Dataset items:
══════════
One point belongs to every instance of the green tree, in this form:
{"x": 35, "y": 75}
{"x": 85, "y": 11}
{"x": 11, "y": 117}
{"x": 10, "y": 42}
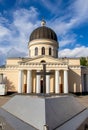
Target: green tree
{"x": 84, "y": 61}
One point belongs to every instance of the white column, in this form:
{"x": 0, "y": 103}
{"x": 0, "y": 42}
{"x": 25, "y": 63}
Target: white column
{"x": 29, "y": 81}
{"x": 57, "y": 89}
{"x": 65, "y": 81}
{"x": 1, "y": 78}
{"x": 47, "y": 83}
{"x": 20, "y": 81}
{"x": 38, "y": 83}
{"x": 87, "y": 81}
══════════
Your objective:
Convert every line of the rows above into a Markdown table with the columns No. and Line, skipping blank lines. Leave the pictures out.

Exercise result:
| No. | Line |
|---|---|
| 1 | One point belongs to every instance of the green tree, in this form: |
| 2 | {"x": 35, "y": 75} |
| 3 | {"x": 85, "y": 11} |
| 4 | {"x": 11, "y": 117} |
| 5 | {"x": 10, "y": 42} |
| 6 | Target: green tree |
| 7 | {"x": 84, "y": 61} |
| 8 | One point belongs to every instance of the white column, in this form: |
| 9 | {"x": 0, "y": 103} |
| 10 | {"x": 0, "y": 42} |
| 11 | {"x": 25, "y": 63} |
| 12 | Target: white column |
| 13 | {"x": 29, "y": 81} |
| 14 | {"x": 57, "y": 89} |
| 15 | {"x": 65, "y": 81} |
| 16 | {"x": 1, "y": 78} |
| 17 | {"x": 47, "y": 83} |
| 18 | {"x": 20, "y": 81} |
| 19 | {"x": 38, "y": 83} |
| 20 | {"x": 87, "y": 81} |